Kamis, 17 Mei 2018

PARIS

Temu mahasiswa doktoral Indonesia di Paris

Zeynita Gibbons

      London,8/5 (Antara) - Sebanyak 20 mahasiswa asal Indonesia yang menyelesaikan studi program doktor di Perancis mengadakan pertemuan  yang berjudul Journées Doctorants Indonésiens  membahas usulan manajemen penelitian di Indonesia dan pembentukan jaringan peneliti berasal dari Perancis.        
      Kedua puluh mahasiswa yang hadir berasal dari berbagai universitas ternama di Perancis, seperti Universitas Universitas Aix Marseille, Universitas Strasbourg, Universitas Grenoble-Alpes, Universitas Paris 1 Pantheon-Sorbonne, dan univetsitas lainnya.

========

§ Tujuan latihan:
Jawablah pertanyaan berikut berdasarkan berita tentang temu mahasiswa doktoral Indonesia di Paris.
(a) Berapa jumlah mahasiswa asal Indonesia yang mengadakan pertemuan itu?
(b) Apa judul pertemuan tersebut?
(c) Universitas apa yang disebut tepat sesudah Universitas Strasbourg?

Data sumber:

========

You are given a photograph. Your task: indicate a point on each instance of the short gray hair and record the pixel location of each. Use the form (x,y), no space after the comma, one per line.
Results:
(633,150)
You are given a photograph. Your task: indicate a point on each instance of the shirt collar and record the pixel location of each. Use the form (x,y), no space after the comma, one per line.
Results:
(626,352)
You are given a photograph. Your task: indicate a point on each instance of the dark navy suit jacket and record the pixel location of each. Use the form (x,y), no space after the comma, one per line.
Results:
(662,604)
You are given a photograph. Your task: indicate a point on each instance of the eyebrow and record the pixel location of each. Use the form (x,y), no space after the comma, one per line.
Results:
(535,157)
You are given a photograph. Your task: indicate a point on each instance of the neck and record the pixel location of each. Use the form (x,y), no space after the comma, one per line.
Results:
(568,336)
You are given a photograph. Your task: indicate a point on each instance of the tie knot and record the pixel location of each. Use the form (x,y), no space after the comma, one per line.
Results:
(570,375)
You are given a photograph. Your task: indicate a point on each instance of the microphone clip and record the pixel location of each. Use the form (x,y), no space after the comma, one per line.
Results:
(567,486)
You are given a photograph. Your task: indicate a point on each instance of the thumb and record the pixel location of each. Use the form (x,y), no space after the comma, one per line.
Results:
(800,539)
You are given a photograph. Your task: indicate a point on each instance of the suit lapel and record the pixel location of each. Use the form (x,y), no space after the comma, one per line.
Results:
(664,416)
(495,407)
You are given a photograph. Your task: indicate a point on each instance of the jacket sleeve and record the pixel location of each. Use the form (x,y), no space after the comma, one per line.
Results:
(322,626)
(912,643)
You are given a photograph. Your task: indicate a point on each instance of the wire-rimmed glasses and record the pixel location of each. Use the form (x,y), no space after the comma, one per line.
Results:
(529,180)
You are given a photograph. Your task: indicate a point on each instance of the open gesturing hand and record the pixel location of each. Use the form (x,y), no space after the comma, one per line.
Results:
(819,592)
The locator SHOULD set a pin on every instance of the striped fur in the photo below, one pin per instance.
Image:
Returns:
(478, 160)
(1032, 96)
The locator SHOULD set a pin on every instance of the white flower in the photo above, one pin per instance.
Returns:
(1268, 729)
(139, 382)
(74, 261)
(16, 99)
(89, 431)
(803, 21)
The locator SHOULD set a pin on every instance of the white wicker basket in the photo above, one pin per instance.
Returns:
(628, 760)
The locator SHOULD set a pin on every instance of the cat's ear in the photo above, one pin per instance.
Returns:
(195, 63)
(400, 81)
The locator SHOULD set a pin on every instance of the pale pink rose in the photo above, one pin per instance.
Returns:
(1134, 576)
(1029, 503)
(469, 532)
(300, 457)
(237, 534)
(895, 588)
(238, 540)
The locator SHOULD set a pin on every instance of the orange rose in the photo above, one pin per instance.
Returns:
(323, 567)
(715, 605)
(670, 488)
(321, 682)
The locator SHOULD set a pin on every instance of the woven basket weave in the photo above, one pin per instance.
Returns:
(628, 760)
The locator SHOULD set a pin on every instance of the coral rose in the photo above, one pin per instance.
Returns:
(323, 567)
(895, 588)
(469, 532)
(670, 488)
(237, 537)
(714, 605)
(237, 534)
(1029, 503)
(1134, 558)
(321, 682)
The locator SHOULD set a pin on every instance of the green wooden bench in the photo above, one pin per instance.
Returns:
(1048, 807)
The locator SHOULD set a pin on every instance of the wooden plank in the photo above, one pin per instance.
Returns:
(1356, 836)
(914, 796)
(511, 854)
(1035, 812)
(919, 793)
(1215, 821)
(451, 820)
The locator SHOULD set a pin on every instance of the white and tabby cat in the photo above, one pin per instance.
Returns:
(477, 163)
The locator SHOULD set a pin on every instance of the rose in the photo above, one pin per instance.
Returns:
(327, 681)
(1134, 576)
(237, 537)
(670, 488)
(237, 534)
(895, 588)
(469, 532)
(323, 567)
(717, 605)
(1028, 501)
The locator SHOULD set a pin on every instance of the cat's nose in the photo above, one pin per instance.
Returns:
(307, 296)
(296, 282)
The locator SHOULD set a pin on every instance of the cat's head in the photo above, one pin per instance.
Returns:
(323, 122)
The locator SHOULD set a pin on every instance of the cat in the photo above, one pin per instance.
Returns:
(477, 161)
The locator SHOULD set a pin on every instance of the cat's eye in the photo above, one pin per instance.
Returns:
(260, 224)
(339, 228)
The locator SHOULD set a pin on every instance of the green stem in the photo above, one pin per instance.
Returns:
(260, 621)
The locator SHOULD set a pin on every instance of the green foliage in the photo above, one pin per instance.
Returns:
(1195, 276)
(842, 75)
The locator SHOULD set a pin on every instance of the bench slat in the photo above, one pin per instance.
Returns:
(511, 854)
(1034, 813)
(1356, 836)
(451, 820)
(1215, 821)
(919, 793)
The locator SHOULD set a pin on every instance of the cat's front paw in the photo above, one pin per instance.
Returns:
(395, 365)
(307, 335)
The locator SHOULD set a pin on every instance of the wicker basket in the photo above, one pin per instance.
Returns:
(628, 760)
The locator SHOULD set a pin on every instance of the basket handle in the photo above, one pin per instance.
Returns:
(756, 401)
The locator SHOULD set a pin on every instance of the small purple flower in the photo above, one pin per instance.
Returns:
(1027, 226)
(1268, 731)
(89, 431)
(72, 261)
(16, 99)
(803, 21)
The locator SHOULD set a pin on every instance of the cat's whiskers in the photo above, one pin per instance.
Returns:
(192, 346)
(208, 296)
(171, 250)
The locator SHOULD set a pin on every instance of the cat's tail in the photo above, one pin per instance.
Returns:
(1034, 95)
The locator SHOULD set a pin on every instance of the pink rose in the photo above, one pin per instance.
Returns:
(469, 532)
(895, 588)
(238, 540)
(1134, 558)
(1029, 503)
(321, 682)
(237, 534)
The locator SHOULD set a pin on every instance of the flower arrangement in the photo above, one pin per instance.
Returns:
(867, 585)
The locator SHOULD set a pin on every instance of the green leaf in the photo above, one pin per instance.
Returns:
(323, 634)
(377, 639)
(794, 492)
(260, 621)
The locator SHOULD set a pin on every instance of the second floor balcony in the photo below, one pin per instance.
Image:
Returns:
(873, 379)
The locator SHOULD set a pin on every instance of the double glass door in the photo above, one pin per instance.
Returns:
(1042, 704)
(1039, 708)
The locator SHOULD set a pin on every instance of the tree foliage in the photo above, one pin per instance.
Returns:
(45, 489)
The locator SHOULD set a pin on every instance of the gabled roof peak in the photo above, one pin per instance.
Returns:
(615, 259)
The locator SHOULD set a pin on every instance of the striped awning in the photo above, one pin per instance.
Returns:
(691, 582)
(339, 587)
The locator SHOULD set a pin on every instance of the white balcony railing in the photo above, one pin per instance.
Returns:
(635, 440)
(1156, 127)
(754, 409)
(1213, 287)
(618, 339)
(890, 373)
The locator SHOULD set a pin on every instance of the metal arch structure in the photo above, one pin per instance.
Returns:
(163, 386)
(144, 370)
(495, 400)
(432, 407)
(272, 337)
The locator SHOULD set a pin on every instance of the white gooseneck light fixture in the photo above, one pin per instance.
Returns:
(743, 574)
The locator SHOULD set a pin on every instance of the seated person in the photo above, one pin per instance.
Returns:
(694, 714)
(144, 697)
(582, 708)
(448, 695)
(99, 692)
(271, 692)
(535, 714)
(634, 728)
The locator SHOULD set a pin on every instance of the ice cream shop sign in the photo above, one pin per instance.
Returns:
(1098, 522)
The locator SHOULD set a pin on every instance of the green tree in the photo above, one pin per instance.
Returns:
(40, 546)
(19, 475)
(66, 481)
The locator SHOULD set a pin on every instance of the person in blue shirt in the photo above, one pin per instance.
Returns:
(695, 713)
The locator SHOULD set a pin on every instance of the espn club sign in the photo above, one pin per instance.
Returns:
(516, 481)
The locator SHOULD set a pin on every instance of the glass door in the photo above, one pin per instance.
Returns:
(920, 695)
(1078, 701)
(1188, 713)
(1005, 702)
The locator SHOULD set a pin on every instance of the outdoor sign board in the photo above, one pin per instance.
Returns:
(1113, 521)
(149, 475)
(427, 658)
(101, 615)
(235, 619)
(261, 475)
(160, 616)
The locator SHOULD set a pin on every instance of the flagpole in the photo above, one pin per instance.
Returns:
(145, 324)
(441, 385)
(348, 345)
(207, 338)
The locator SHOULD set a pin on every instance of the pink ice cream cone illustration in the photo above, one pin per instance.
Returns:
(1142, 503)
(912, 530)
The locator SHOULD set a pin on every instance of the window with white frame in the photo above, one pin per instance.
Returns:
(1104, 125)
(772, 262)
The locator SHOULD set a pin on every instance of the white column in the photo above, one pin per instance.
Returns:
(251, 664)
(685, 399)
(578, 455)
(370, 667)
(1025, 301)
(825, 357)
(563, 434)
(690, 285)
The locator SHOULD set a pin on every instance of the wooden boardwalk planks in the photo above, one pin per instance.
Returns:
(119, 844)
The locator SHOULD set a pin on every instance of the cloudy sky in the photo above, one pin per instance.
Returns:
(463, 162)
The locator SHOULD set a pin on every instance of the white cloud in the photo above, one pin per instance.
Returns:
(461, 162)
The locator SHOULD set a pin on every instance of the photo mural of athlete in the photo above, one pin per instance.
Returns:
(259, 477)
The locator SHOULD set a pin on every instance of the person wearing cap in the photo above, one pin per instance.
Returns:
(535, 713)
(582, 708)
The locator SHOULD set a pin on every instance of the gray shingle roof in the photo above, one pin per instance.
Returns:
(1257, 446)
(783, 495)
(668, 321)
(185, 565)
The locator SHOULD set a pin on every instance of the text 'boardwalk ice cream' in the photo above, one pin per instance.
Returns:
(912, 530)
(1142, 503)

========

§ Hasil:
(a) 20 mahasiswa.
(b) Journées Doctorants Indonésiens.
(c) Universitas Grenoble-Alpes.